▸ WHAT YOU NEED TO DO
Write out the entries verbatim and leave the images out of the copy.

Segment Start: MATERIAL PROVIDED

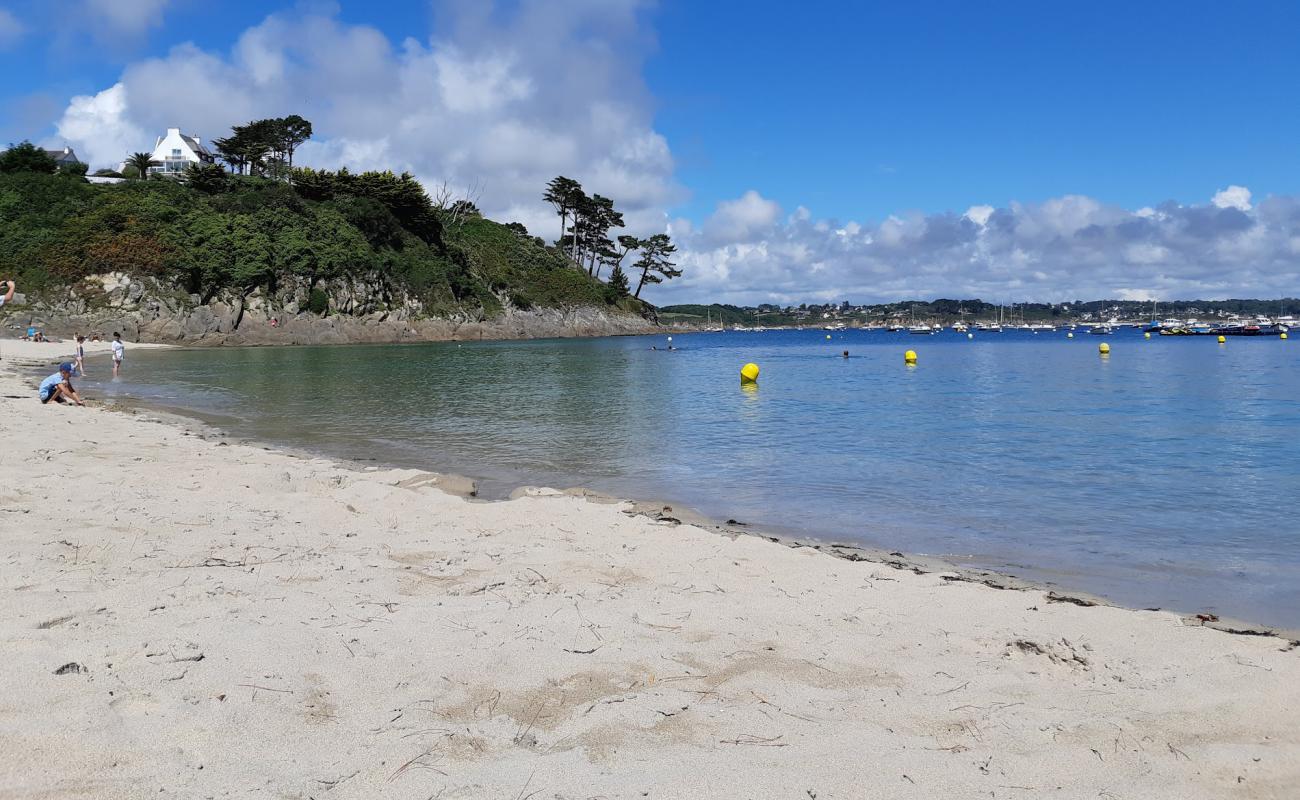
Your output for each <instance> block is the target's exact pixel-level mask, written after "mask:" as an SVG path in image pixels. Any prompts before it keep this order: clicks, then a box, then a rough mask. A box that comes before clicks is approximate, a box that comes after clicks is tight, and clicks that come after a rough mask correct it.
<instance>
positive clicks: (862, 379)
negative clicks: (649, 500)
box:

Segment End: MATERIAL PROVIDED

▸ SOLUTION TO THIS EXERCISE
Your output for each <instance> block is the target's exact pixel-level mask, written after "mask:" as an SVG path in image pixels. Any prompts before it keep this order: clicks, then a box, then a rough mask. A box that comes before clicks is approximate, a box that comes after clicks is tight, and clicks that come after a rough mask correct it.
<instance>
positive clicks: (862, 379)
negative clicks: (649, 500)
box:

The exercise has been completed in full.